* [Goal]
Please reproduce the rows starting with the line that contains "Find the double" and going on through the line that contains "[(831, 418)]", with both of those lines included.

--- Begin ---

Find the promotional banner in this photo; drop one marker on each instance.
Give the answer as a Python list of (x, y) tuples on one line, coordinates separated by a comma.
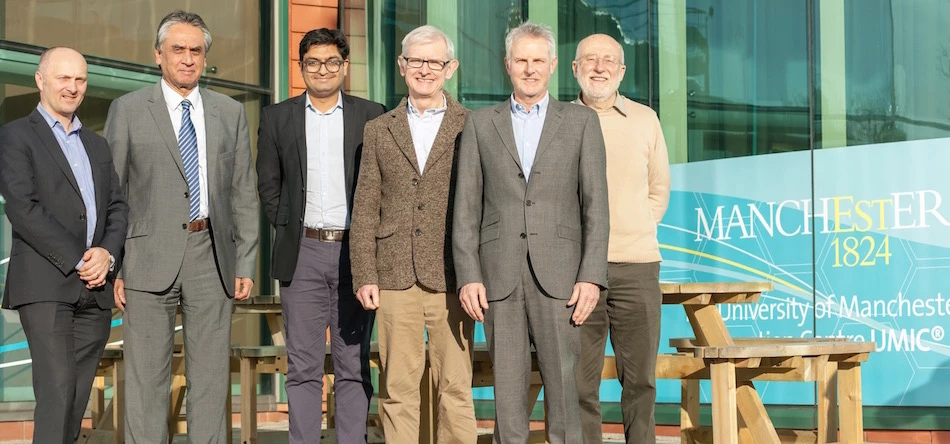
[(859, 250)]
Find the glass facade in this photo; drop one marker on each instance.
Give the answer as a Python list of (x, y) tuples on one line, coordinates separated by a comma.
[(803, 137), (118, 40)]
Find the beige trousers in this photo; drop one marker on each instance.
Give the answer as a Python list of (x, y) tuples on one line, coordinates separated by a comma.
[(402, 321)]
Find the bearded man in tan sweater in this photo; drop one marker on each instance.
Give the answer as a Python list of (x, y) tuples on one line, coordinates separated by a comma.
[(638, 188)]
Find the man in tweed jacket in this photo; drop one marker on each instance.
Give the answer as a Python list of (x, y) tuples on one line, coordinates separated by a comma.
[(401, 250)]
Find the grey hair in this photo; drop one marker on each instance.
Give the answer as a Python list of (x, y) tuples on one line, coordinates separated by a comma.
[(427, 34), (577, 53), (181, 17), (528, 29)]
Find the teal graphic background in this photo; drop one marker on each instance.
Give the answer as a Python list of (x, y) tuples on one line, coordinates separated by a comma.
[(806, 301)]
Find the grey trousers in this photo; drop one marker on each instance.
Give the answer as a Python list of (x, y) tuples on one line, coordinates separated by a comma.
[(630, 310), (529, 317), (149, 330), (66, 342), (321, 295)]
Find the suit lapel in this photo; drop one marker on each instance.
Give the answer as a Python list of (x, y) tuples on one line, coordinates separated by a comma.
[(45, 134), (452, 123), (399, 128), (160, 113), (552, 122), (506, 131), (299, 118), (351, 126), (213, 131)]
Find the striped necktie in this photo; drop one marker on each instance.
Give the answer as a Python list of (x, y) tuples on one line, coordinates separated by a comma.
[(188, 144)]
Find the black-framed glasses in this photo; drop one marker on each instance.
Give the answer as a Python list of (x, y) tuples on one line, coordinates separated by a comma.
[(313, 65), (435, 65)]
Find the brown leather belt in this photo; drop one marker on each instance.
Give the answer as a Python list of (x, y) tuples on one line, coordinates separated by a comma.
[(199, 225), (325, 235)]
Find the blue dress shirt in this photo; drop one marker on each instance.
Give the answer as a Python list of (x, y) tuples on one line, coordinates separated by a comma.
[(527, 125), (75, 153)]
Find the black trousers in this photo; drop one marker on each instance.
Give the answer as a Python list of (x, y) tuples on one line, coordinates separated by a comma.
[(66, 342)]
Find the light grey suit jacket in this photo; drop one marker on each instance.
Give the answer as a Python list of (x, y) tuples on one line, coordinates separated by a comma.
[(148, 162), (559, 218)]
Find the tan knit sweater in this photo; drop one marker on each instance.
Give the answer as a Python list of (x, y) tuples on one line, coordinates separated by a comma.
[(638, 179)]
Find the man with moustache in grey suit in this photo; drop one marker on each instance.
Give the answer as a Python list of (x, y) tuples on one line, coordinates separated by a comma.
[(183, 155), (530, 235)]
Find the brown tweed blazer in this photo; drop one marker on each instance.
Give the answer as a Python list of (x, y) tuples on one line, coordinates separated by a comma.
[(400, 228)]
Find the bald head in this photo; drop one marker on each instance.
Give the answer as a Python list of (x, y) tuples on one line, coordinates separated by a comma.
[(60, 54), (61, 79), (601, 43)]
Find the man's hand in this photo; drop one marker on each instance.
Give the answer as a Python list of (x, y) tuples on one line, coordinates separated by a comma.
[(368, 295), (583, 299), (95, 267), (242, 288), (118, 292), (473, 299)]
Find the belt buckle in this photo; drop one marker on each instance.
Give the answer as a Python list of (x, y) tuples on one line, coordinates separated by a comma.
[(331, 235)]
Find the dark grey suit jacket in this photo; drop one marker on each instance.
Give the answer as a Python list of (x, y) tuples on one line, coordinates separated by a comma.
[(282, 169), (559, 218), (48, 215), (148, 162)]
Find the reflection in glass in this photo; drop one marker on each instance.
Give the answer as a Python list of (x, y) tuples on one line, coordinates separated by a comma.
[(747, 78), (125, 30)]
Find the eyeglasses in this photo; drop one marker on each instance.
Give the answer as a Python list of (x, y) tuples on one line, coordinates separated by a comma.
[(435, 65), (592, 60), (313, 65)]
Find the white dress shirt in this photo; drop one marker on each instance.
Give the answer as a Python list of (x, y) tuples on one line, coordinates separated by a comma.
[(326, 178), (424, 128)]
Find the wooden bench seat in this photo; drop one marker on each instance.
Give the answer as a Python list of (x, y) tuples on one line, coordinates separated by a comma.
[(834, 363)]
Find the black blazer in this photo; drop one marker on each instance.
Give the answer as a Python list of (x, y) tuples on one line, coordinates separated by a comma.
[(48, 216), (282, 167)]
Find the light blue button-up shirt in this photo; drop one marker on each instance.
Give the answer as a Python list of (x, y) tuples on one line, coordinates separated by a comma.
[(527, 125), (326, 179), (424, 128), (75, 153)]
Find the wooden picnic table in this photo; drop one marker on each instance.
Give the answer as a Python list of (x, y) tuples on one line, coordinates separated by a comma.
[(732, 363)]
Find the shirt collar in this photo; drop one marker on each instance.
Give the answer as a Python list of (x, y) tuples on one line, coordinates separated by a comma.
[(339, 104), (76, 125), (541, 107), (414, 112), (173, 99), (620, 103)]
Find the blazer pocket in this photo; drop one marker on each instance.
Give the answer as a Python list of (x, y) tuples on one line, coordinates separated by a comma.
[(382, 232), (489, 233), (283, 216), (490, 219), (139, 228), (568, 233)]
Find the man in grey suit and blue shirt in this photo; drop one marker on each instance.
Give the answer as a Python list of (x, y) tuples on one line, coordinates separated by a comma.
[(530, 235), (183, 155)]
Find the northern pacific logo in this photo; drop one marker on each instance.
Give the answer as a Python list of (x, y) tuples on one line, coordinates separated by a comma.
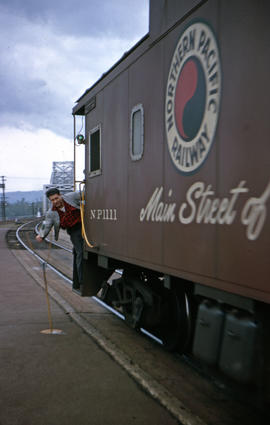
[(193, 97)]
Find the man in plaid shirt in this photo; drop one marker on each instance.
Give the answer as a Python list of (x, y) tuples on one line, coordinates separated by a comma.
[(65, 213)]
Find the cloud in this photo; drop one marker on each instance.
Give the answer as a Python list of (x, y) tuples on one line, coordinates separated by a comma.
[(43, 70), (27, 156), (51, 51)]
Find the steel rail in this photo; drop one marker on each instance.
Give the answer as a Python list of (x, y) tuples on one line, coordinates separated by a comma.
[(115, 312)]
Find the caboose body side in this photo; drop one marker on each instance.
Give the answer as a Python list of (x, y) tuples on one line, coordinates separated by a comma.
[(177, 158)]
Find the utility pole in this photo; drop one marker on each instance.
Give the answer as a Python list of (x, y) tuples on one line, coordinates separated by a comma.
[(3, 198)]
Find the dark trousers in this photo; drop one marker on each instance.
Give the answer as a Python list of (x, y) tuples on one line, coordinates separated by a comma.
[(77, 242)]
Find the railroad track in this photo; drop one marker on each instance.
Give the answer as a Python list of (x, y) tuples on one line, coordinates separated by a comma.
[(60, 261), (176, 374)]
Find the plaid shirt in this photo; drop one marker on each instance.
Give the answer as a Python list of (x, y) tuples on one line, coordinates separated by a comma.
[(70, 217)]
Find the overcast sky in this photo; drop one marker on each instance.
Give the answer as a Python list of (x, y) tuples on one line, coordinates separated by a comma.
[(51, 51)]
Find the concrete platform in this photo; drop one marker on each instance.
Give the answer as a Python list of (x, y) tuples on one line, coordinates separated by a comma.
[(58, 379)]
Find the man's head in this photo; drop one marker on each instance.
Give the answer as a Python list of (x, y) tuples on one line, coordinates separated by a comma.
[(55, 197)]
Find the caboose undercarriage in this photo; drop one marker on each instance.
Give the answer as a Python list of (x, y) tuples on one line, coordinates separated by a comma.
[(225, 335)]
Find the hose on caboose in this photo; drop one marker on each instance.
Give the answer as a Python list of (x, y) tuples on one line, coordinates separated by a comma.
[(82, 203)]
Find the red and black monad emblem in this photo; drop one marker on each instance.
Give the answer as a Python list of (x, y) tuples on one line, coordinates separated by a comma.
[(193, 97)]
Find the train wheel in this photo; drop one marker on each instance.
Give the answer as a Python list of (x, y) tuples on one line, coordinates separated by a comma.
[(174, 330)]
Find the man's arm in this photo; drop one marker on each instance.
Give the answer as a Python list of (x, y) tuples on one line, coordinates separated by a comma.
[(51, 219)]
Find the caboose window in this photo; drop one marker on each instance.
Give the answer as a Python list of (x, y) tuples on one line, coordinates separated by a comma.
[(137, 133), (95, 151)]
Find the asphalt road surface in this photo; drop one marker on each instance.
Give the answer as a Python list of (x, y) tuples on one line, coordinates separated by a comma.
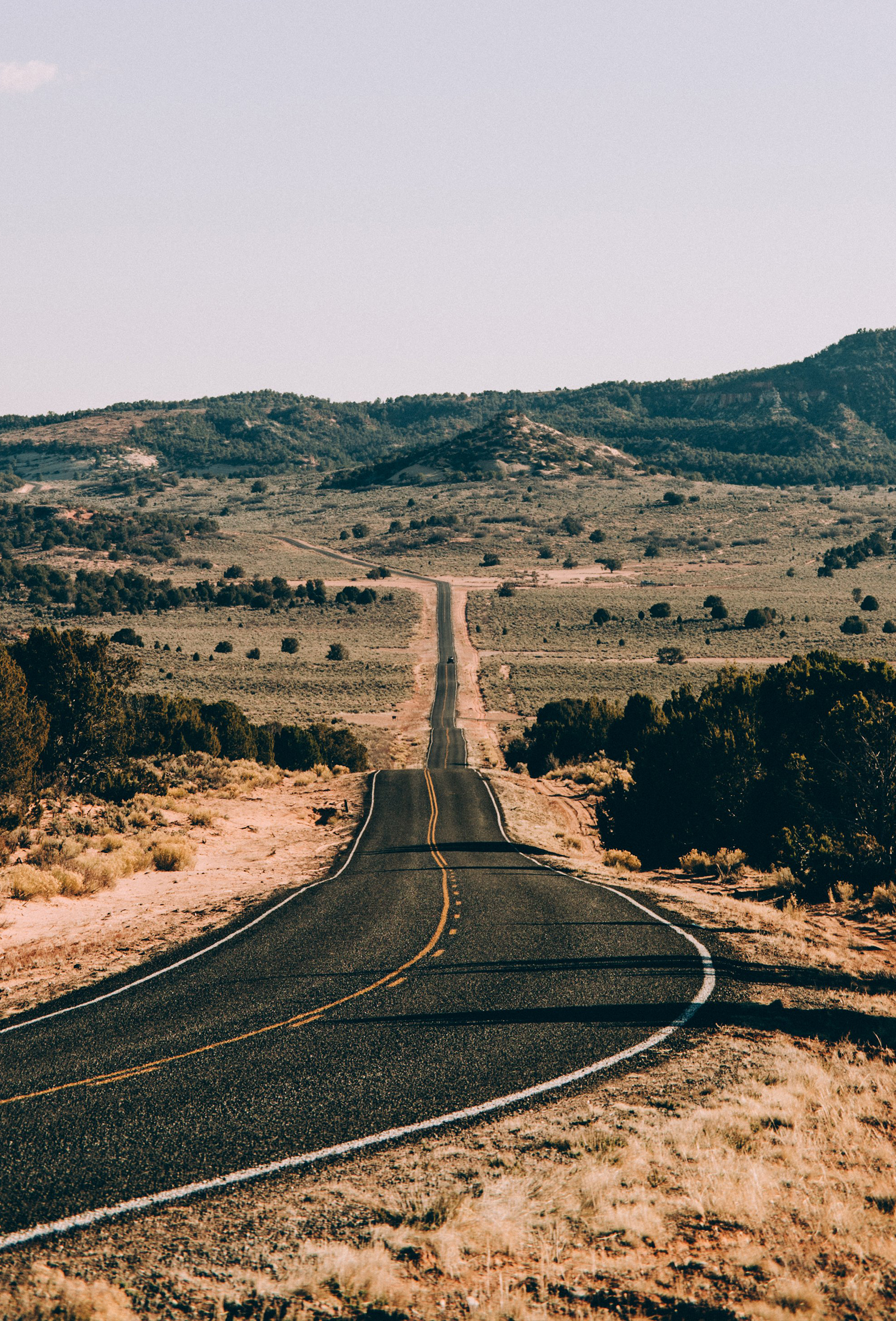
[(439, 970)]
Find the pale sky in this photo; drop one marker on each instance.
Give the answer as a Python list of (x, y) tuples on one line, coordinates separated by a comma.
[(361, 199)]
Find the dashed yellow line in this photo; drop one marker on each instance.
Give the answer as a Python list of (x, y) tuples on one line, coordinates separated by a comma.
[(299, 1020)]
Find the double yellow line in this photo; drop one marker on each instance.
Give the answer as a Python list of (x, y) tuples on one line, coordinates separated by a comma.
[(298, 1020)]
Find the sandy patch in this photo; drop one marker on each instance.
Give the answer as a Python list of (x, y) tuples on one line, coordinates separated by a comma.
[(479, 730), (257, 844), (406, 731)]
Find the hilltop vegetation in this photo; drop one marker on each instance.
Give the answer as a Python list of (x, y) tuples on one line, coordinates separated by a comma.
[(831, 418)]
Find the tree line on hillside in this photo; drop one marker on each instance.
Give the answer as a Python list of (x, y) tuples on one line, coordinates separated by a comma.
[(795, 765), (831, 418), (68, 718), (93, 592), (155, 536)]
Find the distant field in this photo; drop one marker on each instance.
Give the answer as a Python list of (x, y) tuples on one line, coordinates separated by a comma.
[(377, 675), (733, 541)]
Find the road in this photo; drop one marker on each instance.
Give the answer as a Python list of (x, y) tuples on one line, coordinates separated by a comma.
[(439, 973)]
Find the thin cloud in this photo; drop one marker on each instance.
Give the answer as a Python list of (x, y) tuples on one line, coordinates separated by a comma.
[(28, 77)]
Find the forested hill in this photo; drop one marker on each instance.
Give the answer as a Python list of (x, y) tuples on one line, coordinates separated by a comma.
[(829, 418)]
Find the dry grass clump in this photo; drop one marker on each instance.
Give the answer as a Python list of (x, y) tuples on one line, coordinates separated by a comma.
[(696, 863), (600, 774), (172, 856), (720, 1201), (25, 882), (48, 1295), (725, 863), (621, 860), (729, 862), (58, 872)]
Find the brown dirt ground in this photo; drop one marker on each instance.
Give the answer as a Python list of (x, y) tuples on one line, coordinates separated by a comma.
[(261, 840)]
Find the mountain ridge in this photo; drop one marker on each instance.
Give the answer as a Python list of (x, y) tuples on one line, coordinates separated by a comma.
[(829, 418)]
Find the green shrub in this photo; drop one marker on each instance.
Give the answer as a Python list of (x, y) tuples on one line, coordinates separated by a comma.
[(853, 624), (759, 619), (621, 859), (696, 863), (883, 897)]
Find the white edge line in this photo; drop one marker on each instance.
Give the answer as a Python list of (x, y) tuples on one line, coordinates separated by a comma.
[(356, 1144), (206, 949)]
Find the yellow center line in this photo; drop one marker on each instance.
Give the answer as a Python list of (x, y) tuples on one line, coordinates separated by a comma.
[(297, 1020)]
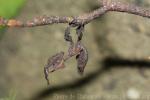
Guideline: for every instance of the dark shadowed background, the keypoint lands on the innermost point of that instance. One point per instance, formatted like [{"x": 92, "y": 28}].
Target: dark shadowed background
[{"x": 118, "y": 46}]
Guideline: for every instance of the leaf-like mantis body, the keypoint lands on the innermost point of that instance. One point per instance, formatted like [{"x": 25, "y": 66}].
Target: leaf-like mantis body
[
  {"x": 82, "y": 58},
  {"x": 54, "y": 63}
]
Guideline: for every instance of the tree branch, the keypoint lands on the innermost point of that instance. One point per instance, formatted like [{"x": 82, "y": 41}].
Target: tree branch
[{"x": 107, "y": 5}]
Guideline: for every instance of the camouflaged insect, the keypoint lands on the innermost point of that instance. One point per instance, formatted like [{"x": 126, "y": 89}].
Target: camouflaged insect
[
  {"x": 82, "y": 58},
  {"x": 54, "y": 63}
]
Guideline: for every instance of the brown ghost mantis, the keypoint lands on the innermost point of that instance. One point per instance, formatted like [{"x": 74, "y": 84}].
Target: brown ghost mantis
[{"x": 75, "y": 49}]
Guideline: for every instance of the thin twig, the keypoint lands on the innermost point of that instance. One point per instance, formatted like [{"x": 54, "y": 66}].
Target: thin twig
[{"x": 107, "y": 6}]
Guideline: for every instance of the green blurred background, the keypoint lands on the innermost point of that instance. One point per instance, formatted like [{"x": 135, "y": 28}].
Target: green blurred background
[{"x": 118, "y": 36}]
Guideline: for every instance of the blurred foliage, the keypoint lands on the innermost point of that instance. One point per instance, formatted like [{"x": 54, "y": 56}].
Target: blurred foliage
[
  {"x": 11, "y": 96},
  {"x": 9, "y": 9}
]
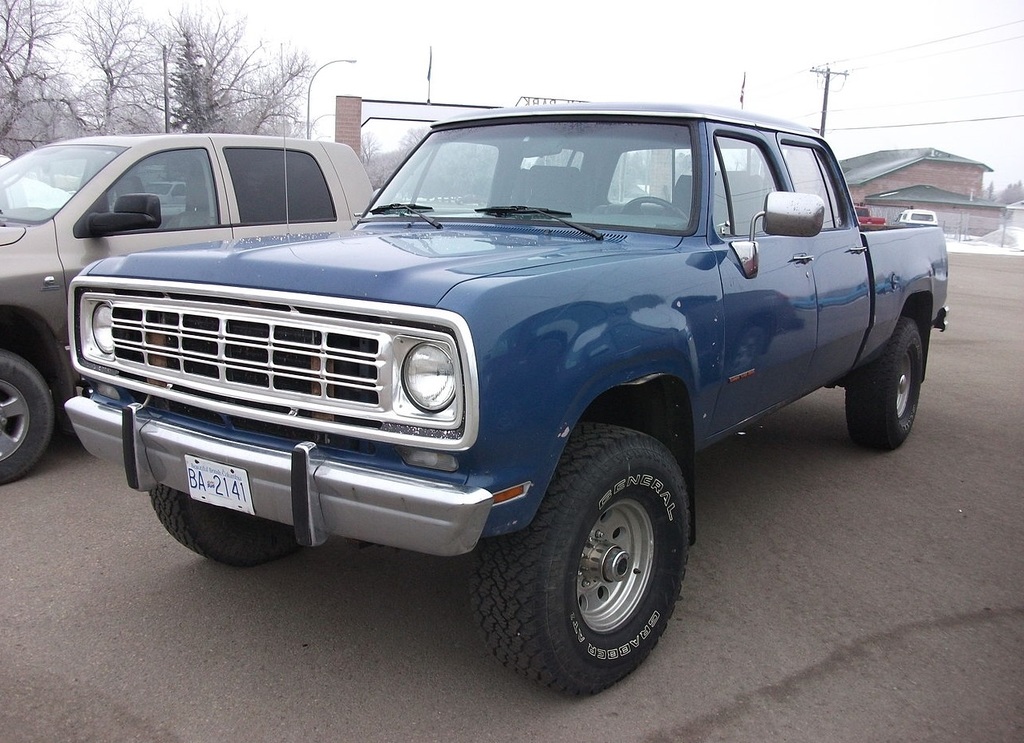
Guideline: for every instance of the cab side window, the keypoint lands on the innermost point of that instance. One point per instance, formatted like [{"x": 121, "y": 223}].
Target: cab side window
[
  {"x": 742, "y": 181},
  {"x": 182, "y": 179},
  {"x": 260, "y": 189},
  {"x": 807, "y": 169}
]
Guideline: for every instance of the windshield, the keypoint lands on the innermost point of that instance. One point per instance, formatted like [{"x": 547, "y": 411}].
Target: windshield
[
  {"x": 632, "y": 175},
  {"x": 35, "y": 186}
]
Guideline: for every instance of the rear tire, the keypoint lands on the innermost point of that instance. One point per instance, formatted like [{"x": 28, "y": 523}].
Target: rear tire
[
  {"x": 26, "y": 417},
  {"x": 882, "y": 397},
  {"x": 579, "y": 599},
  {"x": 220, "y": 534}
]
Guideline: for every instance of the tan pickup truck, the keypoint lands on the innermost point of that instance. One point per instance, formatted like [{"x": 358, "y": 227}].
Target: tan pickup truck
[{"x": 66, "y": 205}]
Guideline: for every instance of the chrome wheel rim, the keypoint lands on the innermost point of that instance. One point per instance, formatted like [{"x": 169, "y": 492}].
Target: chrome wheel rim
[
  {"x": 615, "y": 566},
  {"x": 13, "y": 420}
]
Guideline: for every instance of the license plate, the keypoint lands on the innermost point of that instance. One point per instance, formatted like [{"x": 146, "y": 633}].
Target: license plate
[{"x": 219, "y": 484}]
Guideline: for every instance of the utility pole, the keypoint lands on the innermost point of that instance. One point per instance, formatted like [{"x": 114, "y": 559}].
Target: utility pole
[
  {"x": 827, "y": 74},
  {"x": 167, "y": 96}
]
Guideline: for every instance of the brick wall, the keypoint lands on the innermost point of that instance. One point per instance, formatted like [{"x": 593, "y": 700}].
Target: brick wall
[{"x": 347, "y": 121}]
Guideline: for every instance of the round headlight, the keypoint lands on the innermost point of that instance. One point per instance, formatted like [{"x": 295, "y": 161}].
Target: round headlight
[
  {"x": 428, "y": 377},
  {"x": 102, "y": 328}
]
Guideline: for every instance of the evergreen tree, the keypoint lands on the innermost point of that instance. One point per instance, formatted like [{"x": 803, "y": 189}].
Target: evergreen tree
[{"x": 196, "y": 108}]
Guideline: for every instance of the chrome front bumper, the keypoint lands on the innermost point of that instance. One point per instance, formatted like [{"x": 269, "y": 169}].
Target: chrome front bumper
[{"x": 302, "y": 486}]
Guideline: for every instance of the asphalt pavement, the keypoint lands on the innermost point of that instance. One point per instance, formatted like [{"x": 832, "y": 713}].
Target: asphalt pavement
[{"x": 834, "y": 595}]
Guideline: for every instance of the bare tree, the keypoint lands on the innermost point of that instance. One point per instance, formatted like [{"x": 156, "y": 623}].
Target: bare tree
[
  {"x": 121, "y": 48},
  {"x": 33, "y": 102}
]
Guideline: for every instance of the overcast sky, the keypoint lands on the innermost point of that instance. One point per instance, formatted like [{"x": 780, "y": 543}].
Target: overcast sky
[{"x": 910, "y": 68}]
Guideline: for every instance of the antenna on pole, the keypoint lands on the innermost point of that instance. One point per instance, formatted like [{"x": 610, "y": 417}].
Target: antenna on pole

--- End ---

* [Exercise answer]
Find the double yellow line in this photo; drop one marker on each instance.
Give the answer as a Python list of (x, y) tuples on one line, coordinates separated by a comma.
[(298, 1020)]
Find the sandy patch in this photo; drop one marker on each instance.
Give the answer as a Python list of (x, y) tuples on one line, coordinates separated by a comma.
[(479, 730), (257, 844), (406, 731)]
Find the hilltop vegetation in this photo; drop one marker on each instance.
Give the answer as a Python list of (x, y) tuples on one line, coordinates separated by a comma.
[(831, 418)]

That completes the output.